EXERCISE REQUIREMENTS: Output everything from the line containing "sky in the photo below, written" down to the line containing "[(1171, 292), (78, 447)]", both lines included, as a two-column CSV with the header text,answer. Give one row per item, with its text and its answer each in a single quoted field and line breaks replaced by spaces, and leave out the pictures.

MATERIAL FOR THIS TASK:

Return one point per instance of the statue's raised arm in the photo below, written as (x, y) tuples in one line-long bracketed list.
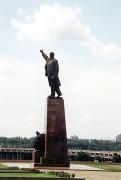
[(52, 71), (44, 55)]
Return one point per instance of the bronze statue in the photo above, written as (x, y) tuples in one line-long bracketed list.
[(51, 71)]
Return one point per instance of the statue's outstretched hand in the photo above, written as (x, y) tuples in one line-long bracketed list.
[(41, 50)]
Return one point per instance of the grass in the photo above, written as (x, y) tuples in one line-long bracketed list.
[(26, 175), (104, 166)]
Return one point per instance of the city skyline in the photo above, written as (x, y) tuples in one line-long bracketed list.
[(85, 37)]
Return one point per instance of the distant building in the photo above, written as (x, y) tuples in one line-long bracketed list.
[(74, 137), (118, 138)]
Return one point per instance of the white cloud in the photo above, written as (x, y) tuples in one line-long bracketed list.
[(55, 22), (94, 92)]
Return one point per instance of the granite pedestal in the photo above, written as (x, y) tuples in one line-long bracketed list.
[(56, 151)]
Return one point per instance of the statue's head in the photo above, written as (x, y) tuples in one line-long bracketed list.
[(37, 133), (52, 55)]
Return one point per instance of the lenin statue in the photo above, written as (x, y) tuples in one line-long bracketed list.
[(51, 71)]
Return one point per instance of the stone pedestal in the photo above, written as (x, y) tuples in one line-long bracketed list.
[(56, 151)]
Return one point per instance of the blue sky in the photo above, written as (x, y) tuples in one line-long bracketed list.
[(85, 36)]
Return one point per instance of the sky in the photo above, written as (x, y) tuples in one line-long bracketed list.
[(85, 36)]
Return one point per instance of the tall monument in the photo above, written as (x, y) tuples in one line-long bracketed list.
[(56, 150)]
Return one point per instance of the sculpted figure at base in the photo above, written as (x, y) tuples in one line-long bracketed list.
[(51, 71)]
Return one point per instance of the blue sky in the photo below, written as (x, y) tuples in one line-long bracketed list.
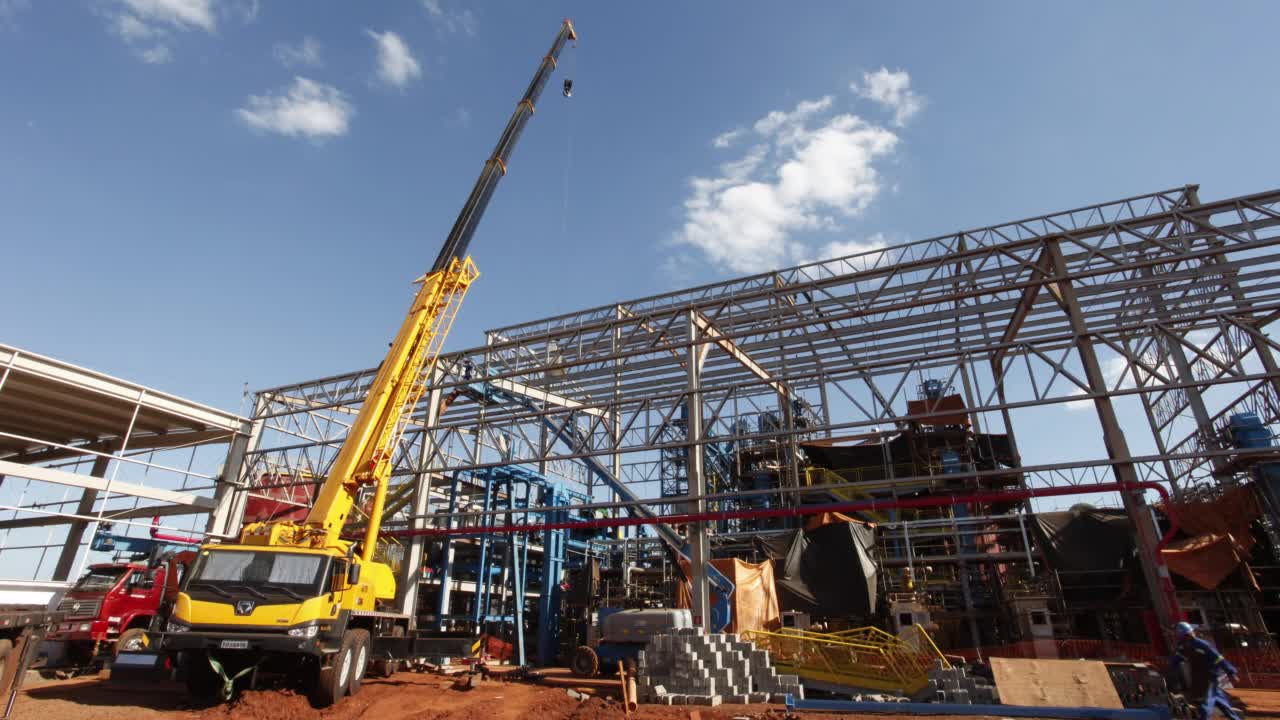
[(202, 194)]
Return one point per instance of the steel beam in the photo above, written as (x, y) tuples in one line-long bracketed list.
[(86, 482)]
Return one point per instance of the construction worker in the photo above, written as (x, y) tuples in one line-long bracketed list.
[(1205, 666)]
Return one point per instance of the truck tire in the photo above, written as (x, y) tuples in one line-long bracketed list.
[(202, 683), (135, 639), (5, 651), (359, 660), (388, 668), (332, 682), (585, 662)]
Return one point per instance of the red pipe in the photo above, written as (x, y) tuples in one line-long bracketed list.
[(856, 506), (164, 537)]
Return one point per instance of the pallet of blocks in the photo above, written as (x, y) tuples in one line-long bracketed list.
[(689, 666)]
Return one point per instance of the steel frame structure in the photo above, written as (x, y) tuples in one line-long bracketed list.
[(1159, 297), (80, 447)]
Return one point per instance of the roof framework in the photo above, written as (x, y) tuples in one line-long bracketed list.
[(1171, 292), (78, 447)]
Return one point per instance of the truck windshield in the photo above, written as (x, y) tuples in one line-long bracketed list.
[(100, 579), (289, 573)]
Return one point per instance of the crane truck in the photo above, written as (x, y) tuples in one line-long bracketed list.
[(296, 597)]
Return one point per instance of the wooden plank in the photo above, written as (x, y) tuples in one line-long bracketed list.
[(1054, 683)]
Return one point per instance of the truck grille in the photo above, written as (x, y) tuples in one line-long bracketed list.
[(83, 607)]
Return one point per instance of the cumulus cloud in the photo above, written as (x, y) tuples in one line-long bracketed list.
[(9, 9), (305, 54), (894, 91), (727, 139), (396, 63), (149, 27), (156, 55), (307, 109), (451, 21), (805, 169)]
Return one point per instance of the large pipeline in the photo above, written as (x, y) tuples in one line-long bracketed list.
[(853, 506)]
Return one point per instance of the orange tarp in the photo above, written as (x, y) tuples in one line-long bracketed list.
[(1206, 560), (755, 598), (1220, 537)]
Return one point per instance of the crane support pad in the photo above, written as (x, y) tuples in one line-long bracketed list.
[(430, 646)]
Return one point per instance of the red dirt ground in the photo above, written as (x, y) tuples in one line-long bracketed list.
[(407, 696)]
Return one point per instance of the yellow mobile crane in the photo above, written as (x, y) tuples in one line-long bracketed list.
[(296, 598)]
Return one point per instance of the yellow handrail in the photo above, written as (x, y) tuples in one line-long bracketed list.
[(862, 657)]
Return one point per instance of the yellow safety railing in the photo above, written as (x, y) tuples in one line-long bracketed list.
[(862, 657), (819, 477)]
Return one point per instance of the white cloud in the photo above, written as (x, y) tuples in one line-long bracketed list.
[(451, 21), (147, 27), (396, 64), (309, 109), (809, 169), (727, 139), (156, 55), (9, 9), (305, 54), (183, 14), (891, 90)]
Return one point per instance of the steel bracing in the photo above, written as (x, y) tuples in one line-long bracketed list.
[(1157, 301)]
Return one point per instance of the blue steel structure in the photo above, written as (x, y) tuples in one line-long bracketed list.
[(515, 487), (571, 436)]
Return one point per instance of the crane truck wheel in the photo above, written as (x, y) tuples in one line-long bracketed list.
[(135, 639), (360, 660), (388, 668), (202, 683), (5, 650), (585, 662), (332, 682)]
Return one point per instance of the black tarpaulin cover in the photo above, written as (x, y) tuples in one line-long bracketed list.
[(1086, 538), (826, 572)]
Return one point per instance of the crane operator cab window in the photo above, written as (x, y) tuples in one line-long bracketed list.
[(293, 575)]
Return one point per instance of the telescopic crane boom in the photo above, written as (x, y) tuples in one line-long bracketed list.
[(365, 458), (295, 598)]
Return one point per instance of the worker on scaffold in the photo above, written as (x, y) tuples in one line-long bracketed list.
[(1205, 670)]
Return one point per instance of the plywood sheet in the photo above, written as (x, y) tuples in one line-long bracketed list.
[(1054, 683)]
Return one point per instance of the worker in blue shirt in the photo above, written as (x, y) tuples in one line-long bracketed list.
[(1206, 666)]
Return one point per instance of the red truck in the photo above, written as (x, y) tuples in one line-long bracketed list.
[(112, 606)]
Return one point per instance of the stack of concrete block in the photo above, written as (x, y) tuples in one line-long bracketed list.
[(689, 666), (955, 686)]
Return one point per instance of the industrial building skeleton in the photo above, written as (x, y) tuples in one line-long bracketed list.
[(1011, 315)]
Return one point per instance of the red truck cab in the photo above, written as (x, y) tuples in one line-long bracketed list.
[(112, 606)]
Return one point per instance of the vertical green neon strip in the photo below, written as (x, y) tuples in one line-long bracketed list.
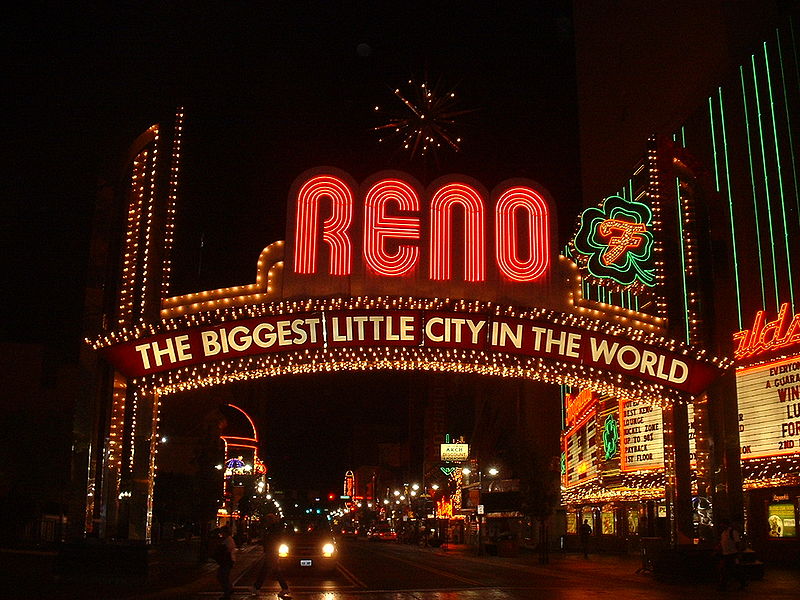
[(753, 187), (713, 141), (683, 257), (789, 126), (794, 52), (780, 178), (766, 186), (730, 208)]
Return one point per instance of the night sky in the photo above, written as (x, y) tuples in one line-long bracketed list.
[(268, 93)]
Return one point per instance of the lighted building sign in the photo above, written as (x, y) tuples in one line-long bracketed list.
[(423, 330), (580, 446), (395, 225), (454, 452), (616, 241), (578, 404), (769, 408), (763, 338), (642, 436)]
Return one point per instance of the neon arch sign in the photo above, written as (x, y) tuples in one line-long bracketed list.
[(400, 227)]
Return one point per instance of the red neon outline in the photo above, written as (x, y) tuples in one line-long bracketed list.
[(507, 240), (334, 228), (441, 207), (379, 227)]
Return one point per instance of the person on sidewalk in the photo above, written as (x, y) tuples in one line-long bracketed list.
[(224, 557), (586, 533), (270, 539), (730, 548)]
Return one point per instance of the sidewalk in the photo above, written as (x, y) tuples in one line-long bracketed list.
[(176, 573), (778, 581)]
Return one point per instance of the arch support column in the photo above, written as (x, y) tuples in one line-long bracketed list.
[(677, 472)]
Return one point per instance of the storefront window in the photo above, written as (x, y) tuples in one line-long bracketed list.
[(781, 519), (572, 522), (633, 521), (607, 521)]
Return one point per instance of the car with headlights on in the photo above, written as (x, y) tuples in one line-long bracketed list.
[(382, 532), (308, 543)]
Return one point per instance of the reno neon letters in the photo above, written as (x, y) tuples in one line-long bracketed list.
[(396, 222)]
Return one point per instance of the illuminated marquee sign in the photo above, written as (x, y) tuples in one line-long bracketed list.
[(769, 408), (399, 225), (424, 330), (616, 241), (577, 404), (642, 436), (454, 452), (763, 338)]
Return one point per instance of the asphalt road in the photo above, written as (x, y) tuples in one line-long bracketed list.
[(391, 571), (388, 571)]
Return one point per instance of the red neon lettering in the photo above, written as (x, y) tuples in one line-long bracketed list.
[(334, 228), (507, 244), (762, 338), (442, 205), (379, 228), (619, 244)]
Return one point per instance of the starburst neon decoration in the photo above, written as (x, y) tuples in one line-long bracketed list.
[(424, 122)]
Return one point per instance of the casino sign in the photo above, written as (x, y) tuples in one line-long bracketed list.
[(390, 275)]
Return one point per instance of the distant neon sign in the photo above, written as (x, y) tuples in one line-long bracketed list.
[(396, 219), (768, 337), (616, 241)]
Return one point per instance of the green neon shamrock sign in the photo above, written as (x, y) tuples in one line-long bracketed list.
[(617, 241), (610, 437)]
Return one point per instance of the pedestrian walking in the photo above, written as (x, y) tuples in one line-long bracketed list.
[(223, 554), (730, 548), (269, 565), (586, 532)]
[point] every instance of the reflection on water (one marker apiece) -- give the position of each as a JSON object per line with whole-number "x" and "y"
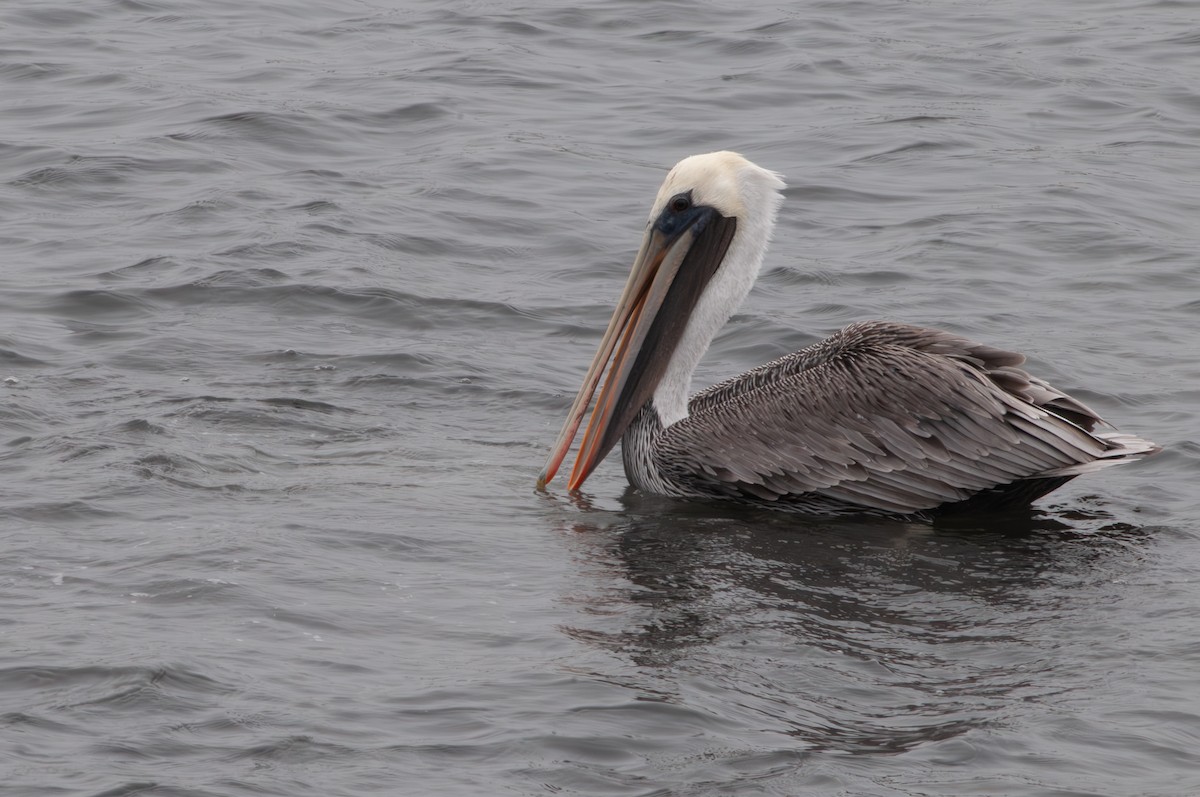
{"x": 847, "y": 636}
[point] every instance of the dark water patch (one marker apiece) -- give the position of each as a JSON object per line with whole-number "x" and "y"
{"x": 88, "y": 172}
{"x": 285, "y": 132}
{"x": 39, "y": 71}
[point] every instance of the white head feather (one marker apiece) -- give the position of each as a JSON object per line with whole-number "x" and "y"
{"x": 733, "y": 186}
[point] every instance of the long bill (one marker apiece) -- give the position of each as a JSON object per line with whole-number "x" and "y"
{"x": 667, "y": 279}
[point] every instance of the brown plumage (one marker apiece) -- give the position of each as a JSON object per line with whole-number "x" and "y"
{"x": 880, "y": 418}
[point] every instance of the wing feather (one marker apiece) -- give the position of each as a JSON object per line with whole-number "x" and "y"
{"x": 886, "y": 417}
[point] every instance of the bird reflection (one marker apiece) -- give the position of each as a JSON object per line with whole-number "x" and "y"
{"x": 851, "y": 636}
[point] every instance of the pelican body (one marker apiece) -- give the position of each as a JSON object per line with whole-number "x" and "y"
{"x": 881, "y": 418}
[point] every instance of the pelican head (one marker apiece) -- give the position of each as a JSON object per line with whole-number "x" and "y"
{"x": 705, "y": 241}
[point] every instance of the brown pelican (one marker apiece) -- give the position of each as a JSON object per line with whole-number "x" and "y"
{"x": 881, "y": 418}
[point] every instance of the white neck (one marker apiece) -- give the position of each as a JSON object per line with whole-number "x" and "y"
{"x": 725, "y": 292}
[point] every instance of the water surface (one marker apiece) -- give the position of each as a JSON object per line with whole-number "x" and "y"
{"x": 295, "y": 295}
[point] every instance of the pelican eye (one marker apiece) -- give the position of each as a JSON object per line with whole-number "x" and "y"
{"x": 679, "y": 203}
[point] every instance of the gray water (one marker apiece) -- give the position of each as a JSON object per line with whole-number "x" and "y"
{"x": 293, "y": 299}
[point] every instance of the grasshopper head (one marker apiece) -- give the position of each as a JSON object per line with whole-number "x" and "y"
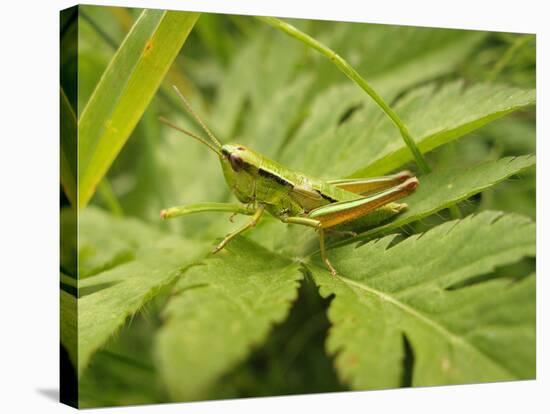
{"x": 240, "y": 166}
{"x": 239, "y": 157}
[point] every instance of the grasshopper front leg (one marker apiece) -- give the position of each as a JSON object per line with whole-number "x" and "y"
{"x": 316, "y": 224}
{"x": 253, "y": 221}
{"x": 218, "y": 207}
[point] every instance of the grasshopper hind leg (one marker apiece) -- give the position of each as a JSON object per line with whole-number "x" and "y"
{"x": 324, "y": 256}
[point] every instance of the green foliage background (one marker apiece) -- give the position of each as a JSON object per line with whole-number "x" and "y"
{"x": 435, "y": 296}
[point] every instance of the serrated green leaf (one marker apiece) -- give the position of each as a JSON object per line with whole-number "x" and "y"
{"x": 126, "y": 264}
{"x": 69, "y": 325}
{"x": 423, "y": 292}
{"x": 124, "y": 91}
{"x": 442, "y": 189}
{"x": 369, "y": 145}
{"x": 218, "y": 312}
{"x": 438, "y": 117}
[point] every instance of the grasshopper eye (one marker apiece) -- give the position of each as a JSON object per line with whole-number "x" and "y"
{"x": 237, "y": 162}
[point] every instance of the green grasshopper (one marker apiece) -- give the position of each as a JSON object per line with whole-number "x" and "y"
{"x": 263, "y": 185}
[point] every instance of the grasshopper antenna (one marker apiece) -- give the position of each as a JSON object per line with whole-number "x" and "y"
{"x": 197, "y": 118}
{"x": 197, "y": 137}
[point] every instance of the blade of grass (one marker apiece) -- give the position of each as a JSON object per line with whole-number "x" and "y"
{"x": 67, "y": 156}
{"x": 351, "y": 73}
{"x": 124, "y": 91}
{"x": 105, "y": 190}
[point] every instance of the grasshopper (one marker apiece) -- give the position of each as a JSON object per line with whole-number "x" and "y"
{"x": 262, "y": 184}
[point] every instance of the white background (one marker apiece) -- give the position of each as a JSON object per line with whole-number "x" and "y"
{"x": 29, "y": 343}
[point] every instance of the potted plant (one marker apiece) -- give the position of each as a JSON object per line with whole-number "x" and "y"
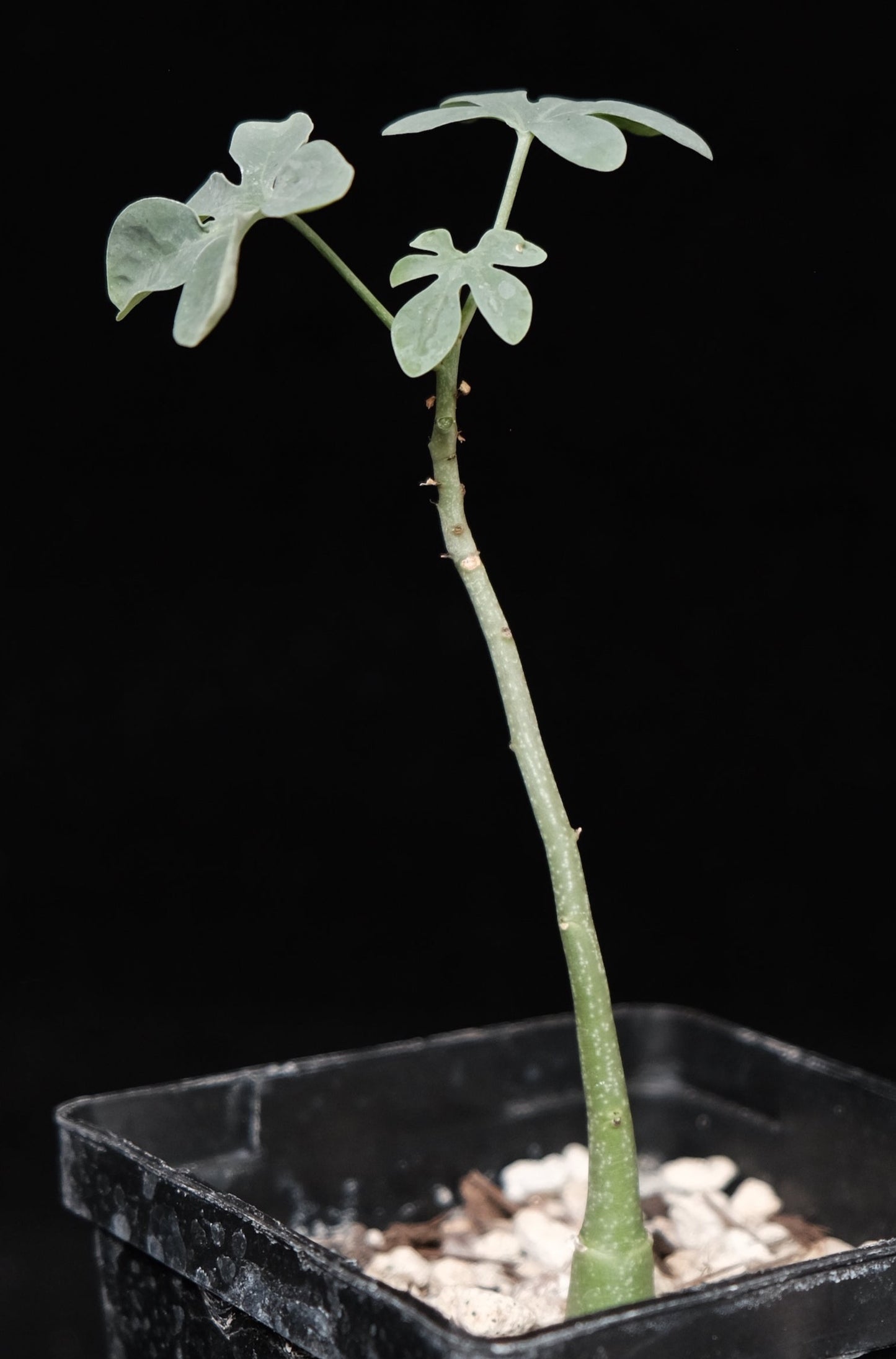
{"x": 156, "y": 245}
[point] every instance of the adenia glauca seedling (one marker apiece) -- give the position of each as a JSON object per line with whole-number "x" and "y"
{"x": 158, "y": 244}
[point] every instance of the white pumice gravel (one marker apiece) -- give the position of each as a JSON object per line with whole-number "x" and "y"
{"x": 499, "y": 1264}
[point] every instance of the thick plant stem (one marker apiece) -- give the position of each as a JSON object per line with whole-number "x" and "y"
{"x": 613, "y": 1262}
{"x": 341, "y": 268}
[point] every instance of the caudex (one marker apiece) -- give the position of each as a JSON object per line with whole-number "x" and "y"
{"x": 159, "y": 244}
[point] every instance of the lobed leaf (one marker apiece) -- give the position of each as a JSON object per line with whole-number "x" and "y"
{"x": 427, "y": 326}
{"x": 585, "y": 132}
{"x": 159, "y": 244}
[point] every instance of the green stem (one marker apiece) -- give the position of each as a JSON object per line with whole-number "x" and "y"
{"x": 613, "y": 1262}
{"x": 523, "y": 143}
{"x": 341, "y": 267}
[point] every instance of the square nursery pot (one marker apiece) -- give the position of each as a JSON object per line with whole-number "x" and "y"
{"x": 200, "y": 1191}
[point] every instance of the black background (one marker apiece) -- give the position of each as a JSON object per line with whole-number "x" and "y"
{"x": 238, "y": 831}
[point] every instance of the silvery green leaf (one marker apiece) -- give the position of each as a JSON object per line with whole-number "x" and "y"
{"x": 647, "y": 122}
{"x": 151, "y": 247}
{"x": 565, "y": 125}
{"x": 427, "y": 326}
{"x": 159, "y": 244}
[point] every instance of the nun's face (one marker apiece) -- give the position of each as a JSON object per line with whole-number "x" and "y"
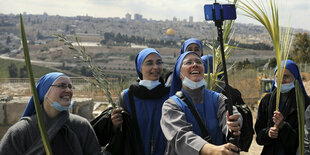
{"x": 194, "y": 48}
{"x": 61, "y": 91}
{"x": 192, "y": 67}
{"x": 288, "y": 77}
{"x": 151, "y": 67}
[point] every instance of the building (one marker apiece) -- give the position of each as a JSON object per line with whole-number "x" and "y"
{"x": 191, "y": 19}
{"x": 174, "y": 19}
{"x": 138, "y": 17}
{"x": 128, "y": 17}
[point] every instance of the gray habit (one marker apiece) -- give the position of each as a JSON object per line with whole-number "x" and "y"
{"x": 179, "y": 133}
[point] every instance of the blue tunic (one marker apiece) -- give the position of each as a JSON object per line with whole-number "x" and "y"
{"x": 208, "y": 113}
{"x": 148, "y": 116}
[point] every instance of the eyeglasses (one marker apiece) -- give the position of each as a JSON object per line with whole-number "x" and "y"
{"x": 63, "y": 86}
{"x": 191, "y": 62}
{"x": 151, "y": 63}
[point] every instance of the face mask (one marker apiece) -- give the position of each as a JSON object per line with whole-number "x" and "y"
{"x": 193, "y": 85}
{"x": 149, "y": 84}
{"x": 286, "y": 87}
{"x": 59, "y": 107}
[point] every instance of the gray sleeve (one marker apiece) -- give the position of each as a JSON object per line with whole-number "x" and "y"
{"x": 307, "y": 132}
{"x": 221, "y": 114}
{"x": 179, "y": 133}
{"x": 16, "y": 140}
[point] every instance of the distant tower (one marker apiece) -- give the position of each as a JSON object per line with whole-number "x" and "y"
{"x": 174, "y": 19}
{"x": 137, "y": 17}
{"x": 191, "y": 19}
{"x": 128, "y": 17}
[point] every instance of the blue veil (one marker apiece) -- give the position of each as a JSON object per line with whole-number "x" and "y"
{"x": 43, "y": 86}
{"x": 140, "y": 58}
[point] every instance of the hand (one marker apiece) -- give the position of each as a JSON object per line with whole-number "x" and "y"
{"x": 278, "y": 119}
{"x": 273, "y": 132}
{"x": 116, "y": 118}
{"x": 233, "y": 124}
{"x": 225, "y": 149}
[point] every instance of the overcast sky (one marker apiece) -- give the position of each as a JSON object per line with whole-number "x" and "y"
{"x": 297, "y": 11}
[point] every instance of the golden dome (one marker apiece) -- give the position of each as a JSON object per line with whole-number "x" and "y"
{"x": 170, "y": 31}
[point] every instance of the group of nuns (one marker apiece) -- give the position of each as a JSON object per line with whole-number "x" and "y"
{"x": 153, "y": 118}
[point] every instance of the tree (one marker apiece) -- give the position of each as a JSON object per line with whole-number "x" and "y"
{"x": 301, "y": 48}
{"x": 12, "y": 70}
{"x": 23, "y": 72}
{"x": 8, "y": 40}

EXERCISE SOLUTION:
text,answer
"Return one point per instance of the blue sky in the photo below, written as (x, y) tuples in one line-long bracketed list.","[(202, 194)]"
"Return one point per instance of the steel beam in the photo above, written as (x, y) tuples in one line-long bracketed list.","[(86, 482)]"
"Return one point per instance of the construction worker in the photo above, written as (x, y) tuples in one line-long bracketed list.","[(1205, 666)]"
"Return one point per instance of the truck tire in the photo above, written as (x, y) tuples in one line-long bracketed list.","[(202, 683), (135, 639), (5, 651), (359, 660), (388, 668), (332, 682), (585, 662)]"
"Return one point per instance of the red pipe in the photo above, written as (x, y) tuples in one line-long bracketed list.","[(856, 506), (164, 537)]"
"Return one point per instance of the pallet of blocks in the photo above, written as (x, y) tuples in one line-long bracketed list.","[(689, 666)]"
"Return one point per instance of the steel frame structure in the photo above, written as (x, y) tuples in one line-long bracketed list.","[(1159, 297), (80, 447)]"
"Return one point per instance of the roof framework in the photo above, written as (x, y) tuples in one line-long bracketed list.","[(1171, 292), (78, 447)]"